The Idol of Work



This I did, cutting back my university teaching schedule to half time, giving up committees and projects, asking for an extension on a pending book deadline. The first and most dramatic effect of all this scaling back was on the family budget; suddenly, we had to learn to live on much less.

Yet more difficult than the financial hit was the emotional one. I was slowly, deliberately giving up my place in the center of things, my spot in the busy hub. I, a healthy middle-aged person, was disengaging for no apparent reason, walking away from new challenges at the very time I should have been pursuing them with even greater vigor. On certain occasions I caught a look of moral disapproval in a colleague’s eyes. This inevitably triggered self-doubt, which was lurking just beneath the surface.

However, there were also surprising rewards in this new way of life. One day, for example, on my first summer off in years, I was out weeding the garden and realized that, between the warm sun on my back, the smell of the earth, the singing of birds, I was having a great time. Yet how many years had I performed this particular chore in a dutiful, grudging way, racing against time so as to get back to something “more important”?

═══

*JOB A*: Extract each line of the rows below that contains the string "field".
*JOB B*: Resume the passage on the idol of work, beginning after its final sentence.

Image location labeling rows
═══

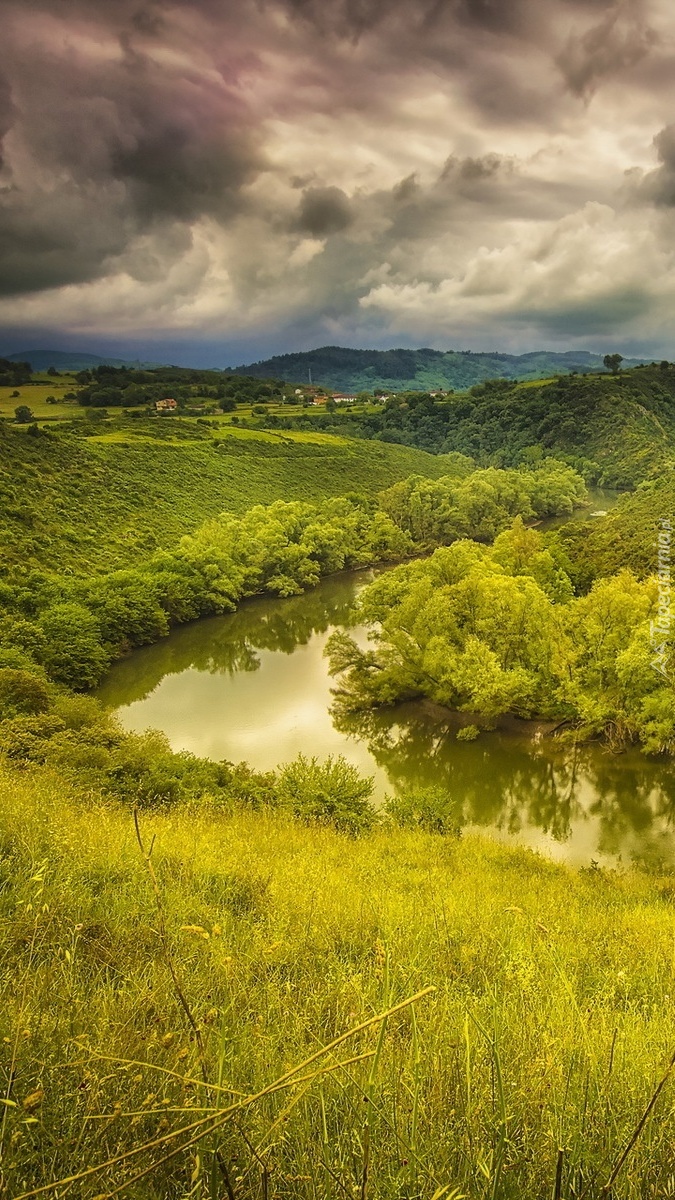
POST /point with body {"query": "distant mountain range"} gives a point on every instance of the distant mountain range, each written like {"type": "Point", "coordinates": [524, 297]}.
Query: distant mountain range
{"type": "Point", "coordinates": [352, 371]}
{"type": "Point", "coordinates": [345, 370]}
{"type": "Point", "coordinates": [67, 360]}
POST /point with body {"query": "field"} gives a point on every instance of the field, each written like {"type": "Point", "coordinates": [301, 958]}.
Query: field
{"type": "Point", "coordinates": [538, 1050]}
{"type": "Point", "coordinates": [111, 499]}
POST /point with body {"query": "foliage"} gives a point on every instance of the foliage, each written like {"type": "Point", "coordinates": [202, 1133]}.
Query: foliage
{"type": "Point", "coordinates": [616, 429]}
{"type": "Point", "coordinates": [424, 808]}
{"type": "Point", "coordinates": [352, 371]}
{"type": "Point", "coordinates": [497, 630]}
{"type": "Point", "coordinates": [75, 627]}
{"type": "Point", "coordinates": [330, 793]}
{"type": "Point", "coordinates": [78, 507]}
{"type": "Point", "coordinates": [625, 538]}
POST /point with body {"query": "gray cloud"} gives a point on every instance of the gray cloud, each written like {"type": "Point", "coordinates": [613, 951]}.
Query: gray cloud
{"type": "Point", "coordinates": [323, 211]}
{"type": "Point", "coordinates": [160, 148]}
{"type": "Point", "coordinates": [620, 41]}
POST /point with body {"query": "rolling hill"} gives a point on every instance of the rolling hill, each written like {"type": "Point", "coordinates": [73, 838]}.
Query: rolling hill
{"type": "Point", "coordinates": [399, 370]}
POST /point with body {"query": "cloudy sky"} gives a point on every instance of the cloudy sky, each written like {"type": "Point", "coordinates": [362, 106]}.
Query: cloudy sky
{"type": "Point", "coordinates": [219, 180]}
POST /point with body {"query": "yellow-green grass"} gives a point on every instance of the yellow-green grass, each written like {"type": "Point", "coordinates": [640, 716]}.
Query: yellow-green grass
{"type": "Point", "coordinates": [550, 1025]}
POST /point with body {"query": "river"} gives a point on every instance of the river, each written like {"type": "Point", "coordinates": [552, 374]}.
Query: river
{"type": "Point", "coordinates": [255, 687]}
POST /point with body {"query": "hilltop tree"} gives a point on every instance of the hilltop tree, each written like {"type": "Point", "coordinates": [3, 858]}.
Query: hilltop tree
{"type": "Point", "coordinates": [613, 363]}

═══

*EXERCISE RESULT A*:
POST /point with body {"query": "field"} gives a point on every instance of the field, each written like {"type": "Point", "coordinates": [301, 958]}.
Query: field

*EXERCISE RESULT B*:
Better yet, this was a job I’d never have to give up; the university might let me go, my publisher abandon me, but there would always be weeds. The thought made me straighten up, rub my back, and laugh. Could there be a more anonymous task? One less calculated to win me straight A's, glory, and fame? I looked around me; aside from three crows intently watching everything I did, the admiring audience I’d been playing to since kindergarten had long since disappeared. I was a nameless middle-aged woman in an old straw hat, sore of back and dirty of hands — not exactly the world-beater I’d imagined I might someday be.

Still, I was doing good work; this was indubitably “right livelihood,” as the Buddhists would call it. I glanced over at the crows, who were watching me hungrily. This was work at its most basic level. Turning the soil, planting the seeds, pulling the weeds, holding the crows at bay. How many generations of human beings have devoted whole lives to these tasks?

I thought of all the other anonymous chores out there: cooking, cleaning, building, transporting, record-keeping, documenting, filing, nursing, drilling, digging, navigating, piloting, bulldozing. Another weed-inspired revelation: the world is not sustained by the achievers.

Making work into an idol, tying my sense of self-worth to my “productivity,” had in essence enslaved me to an endless cycle of proving myself in the professional realm. Worse, nothing I did was ever enough; other strivers like me were always raising the bar. Yet as St. Paul reminds the Galatians, “For freedom Christ set us free; so stand firm and do not submit again to the yoke of slavery.”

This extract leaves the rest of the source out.